• _EXERCISE DESCRIPTION_
Rewrite the rows, starting at the beginning of the rows and ending at the line that contains "[[611, 194], [797, 409], [725, 596]]", both included, with the pictures left out. Scale every point coordinate in the answers by 0.95 and round it to a whole number with halves rounded up, keeping the requests and their sample coordinates as they are.

• _Records from a collection_
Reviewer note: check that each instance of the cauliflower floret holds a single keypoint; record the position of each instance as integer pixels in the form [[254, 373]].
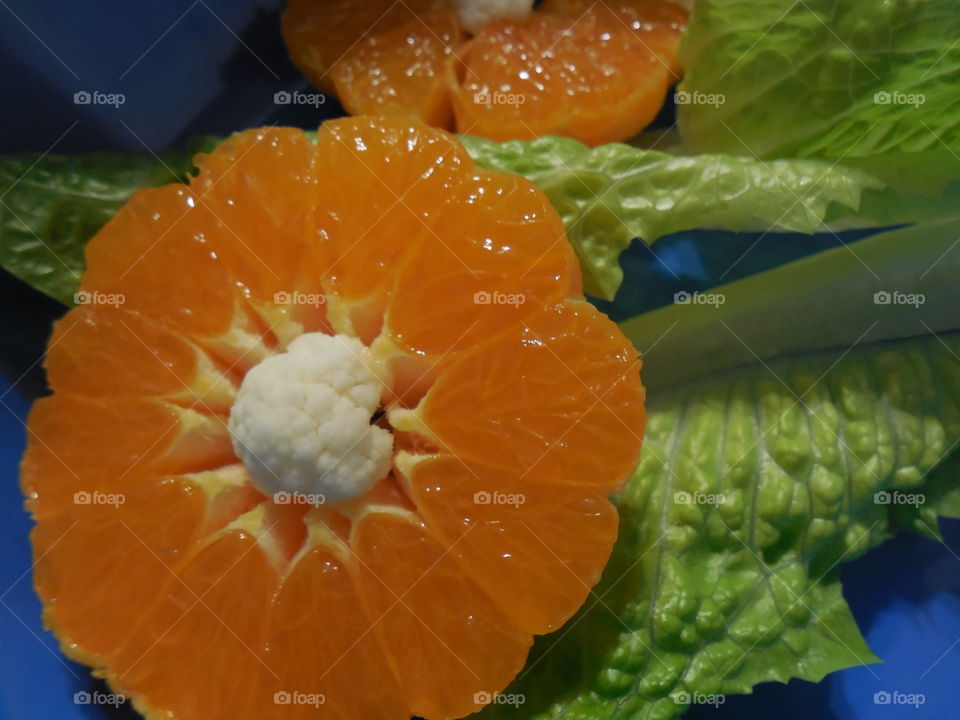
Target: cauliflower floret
[[301, 421], [475, 14]]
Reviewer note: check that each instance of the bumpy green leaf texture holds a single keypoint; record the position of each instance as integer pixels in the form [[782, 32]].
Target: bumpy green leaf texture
[[760, 476], [821, 78], [51, 205], [754, 487], [613, 193]]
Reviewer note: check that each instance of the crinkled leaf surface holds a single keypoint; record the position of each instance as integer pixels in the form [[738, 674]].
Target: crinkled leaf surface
[[821, 78], [760, 476], [613, 193], [51, 205]]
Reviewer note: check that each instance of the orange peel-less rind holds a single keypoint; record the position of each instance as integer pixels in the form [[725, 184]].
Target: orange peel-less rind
[[515, 409], [596, 72]]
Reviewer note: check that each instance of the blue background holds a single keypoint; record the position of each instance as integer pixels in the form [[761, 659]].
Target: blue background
[[212, 66]]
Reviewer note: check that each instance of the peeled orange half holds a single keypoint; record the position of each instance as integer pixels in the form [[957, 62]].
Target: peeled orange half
[[332, 436], [594, 71]]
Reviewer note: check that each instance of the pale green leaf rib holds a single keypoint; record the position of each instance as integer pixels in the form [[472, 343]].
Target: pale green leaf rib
[[611, 194], [797, 409], [725, 596]]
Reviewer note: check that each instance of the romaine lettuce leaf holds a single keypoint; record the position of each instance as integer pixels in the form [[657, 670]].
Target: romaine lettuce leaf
[[820, 78], [51, 205], [606, 196], [613, 193], [759, 477]]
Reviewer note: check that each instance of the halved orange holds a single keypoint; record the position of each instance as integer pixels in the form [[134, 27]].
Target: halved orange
[[515, 409], [594, 71]]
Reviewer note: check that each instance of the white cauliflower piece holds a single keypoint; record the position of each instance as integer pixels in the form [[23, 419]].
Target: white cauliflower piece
[[475, 14], [301, 421]]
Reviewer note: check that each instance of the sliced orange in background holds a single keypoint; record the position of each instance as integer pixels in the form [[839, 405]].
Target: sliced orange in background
[[597, 72], [198, 589]]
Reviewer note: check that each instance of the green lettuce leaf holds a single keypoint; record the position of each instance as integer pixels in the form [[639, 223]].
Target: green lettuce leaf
[[821, 78], [606, 196], [760, 475], [611, 194], [51, 205]]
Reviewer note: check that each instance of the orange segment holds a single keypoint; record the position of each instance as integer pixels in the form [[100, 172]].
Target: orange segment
[[109, 351], [404, 572], [653, 23], [201, 597], [215, 614], [156, 254], [320, 33], [597, 82], [77, 445], [410, 62], [379, 178], [260, 186], [495, 252], [321, 644], [508, 533], [156, 257], [563, 381], [594, 71], [133, 545]]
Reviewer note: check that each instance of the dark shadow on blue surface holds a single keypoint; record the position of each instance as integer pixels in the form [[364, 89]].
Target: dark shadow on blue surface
[[24, 330], [702, 259]]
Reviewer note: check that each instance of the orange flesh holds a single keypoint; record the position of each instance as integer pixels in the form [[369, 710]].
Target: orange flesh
[[197, 595], [597, 72]]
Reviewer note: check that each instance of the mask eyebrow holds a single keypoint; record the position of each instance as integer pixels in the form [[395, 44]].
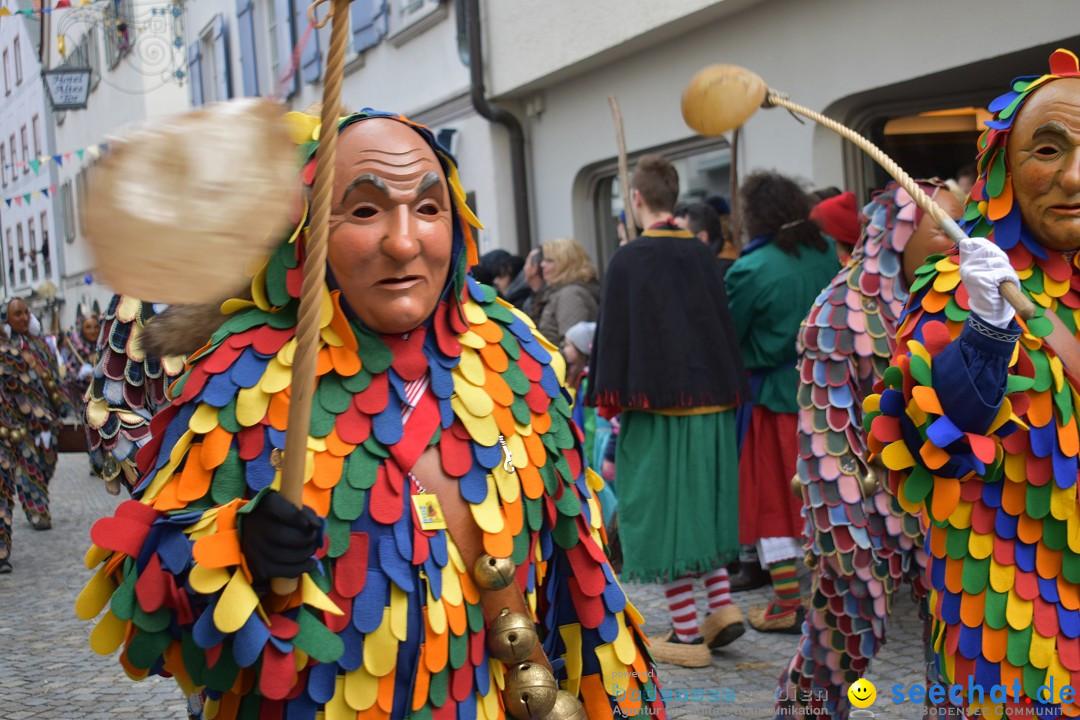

• _SOLUTION TO THE PROBLEM_
Reviewer note: check that each instance of the cauliflower floret holds a single keypoint; record the position of each instance as integer pixels in the form [[254, 373]].
Target: cauliflower floret
[[286, 400], [451, 13]]
Reviewer note: check that each instance of the bumpy green leaf texture holds a single keypoint; record the position of each instance as integer pixels in the form [[782, 32]].
Target: bumpy green leaf texture
[[722, 452], [780, 74], [48, 195], [716, 463], [582, 183]]
Reviewer note: check that each instance of the crinkled leaf surface holds a single keypoint; record the position of each instance as integer pixels in the form [[738, 674]].
Target: crinkled leaf surface
[[780, 74], [722, 452], [582, 183], [48, 195]]
Reviewer note: check that each instance of the orange peel-less rind holds a single keypoint; record the position of each instance as integer pixels in the form [[725, 184]].
Target: orange peel-less rind
[[489, 389], [566, 68]]
Reviewer note: check that each instance of the blue background holds a single keypoint; record the position of each instance as integer pixels in the form [[761, 659]].
Target: blue background
[[201, 63]]
Reviewer note: check that each instance of the peeled orange half holds a single keypoint; record the position of each instance as integer pixels in the form [[957, 62]].
Target: peeled orange half
[[315, 414], [564, 67]]
Reviewer note: check that each instance of the pale green leaf rib holds a single keypoint; record the position of each instance as integer pixels in the form [[472, 343]].
Target: pale green leaf rib
[[580, 184], [757, 389], [689, 566]]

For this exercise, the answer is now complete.